* **Your goal**: Extract all of the entries and give them again, word for word.

* **Data entries**:
>> BEGIN
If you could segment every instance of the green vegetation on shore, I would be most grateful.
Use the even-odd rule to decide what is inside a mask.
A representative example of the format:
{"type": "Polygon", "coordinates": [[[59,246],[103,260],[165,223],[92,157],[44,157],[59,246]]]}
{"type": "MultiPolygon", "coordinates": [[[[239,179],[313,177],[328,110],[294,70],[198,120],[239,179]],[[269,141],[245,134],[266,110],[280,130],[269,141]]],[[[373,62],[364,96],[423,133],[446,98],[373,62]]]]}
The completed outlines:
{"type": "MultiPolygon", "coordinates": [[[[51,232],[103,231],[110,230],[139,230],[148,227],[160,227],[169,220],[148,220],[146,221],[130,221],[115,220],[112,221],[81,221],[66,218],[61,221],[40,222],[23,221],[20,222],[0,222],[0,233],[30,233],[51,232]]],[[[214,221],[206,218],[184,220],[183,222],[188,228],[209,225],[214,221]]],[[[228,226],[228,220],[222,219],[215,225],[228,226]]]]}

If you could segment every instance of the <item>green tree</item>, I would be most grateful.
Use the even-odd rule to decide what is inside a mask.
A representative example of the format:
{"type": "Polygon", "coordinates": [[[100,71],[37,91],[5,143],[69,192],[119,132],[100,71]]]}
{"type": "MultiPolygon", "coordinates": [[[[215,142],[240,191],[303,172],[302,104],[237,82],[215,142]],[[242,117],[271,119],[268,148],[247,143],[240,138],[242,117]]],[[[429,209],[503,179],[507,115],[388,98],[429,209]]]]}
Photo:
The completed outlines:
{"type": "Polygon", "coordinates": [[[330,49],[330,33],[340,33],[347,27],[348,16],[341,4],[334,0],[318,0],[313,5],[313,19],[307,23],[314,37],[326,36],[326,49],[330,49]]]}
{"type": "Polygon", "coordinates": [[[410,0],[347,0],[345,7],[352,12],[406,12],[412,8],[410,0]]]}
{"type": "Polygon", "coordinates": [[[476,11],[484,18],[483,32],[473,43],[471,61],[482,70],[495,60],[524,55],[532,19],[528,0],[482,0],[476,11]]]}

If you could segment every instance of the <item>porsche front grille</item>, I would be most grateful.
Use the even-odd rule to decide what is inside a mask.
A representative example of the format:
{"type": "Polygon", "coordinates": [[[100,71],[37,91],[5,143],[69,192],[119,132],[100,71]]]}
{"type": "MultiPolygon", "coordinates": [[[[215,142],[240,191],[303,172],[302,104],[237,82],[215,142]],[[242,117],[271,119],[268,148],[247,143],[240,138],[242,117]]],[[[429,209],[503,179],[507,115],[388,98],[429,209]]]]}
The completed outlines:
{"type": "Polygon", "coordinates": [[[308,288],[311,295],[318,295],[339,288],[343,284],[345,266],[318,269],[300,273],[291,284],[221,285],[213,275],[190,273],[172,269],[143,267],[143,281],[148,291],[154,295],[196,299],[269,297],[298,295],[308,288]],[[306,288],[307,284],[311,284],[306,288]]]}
>> END
* **Problem solution**:
If you could segment every instance of the green vegetation on shore, I would be most grateful.
Use the even-odd rule to decide what is inside a mask.
A representative example of the format:
{"type": "Polygon", "coordinates": [[[59,246],[103,260],[165,223],[92,157],[44,157],[59,246]]]}
{"type": "MultiPolygon", "coordinates": [[[[239,179],[313,177],[328,110],[294,70],[198,120],[239,179]],[[269,141],[245,134],[266,110],[280,130],[269,141]]],[[[373,62],[364,96],[423,133],[446,98],[373,62]]]]}
The completed outlines:
{"type": "MultiPolygon", "coordinates": [[[[51,232],[103,231],[110,230],[139,230],[148,227],[160,227],[169,220],[148,220],[146,221],[130,221],[115,220],[112,221],[81,221],[66,218],[61,221],[40,222],[23,221],[20,222],[0,222],[0,233],[30,233],[51,232]]],[[[214,221],[206,218],[184,220],[183,222],[188,228],[209,225],[214,221]]],[[[228,226],[228,220],[222,219],[215,225],[228,226]]]]}

If you could segment every instance of the <item>green tree</item>, I would be most grateful.
Use the even-odd rule to decide what is inside a mask.
A representative example of the format:
{"type": "Polygon", "coordinates": [[[100,71],[37,91],[5,143],[69,192],[119,132],[100,71]]]}
{"type": "MultiPolygon", "coordinates": [[[[215,142],[240,191],[303,172],[302,104],[237,82],[215,142]],[[242,117],[271,119],[268,148],[247,143],[240,138],[242,117]]],[[[429,209],[503,179],[507,115],[388,98],[429,209]]]]}
Photo:
The completed outlines:
{"type": "Polygon", "coordinates": [[[330,49],[330,33],[340,33],[347,27],[348,16],[341,4],[334,0],[318,0],[313,5],[313,19],[307,23],[314,37],[326,36],[326,49],[330,49]]]}
{"type": "Polygon", "coordinates": [[[410,0],[347,0],[345,7],[352,12],[406,12],[412,8],[410,0]]]}
{"type": "Polygon", "coordinates": [[[476,11],[484,18],[483,32],[473,43],[471,61],[482,70],[495,60],[524,55],[532,19],[528,0],[482,0],[476,11]]]}

If you could segment every instance of the <item>porsche front grille</item>, I would be most grateful.
Use the even-odd rule to decide what is inside a mask.
A representative example of the format:
{"type": "Polygon", "coordinates": [[[100,71],[37,91],[5,143],[69,192],[119,132],[100,71]]]}
{"type": "MultiPolygon", "coordinates": [[[[215,142],[240,191],[303,172],[302,104],[237,82],[215,142]],[[242,117],[271,119],[268,148],[247,143],[240,138],[242,117]]],[[[429,209],[503,179],[507,115],[388,98],[429,209]]]]}
The completed outlines:
{"type": "Polygon", "coordinates": [[[308,288],[311,295],[318,295],[339,288],[343,284],[345,266],[318,269],[300,273],[291,284],[221,285],[213,275],[190,273],[172,269],[143,267],[143,281],[148,291],[154,295],[196,299],[269,297],[298,295],[308,288]],[[306,288],[307,284],[311,284],[306,288]]]}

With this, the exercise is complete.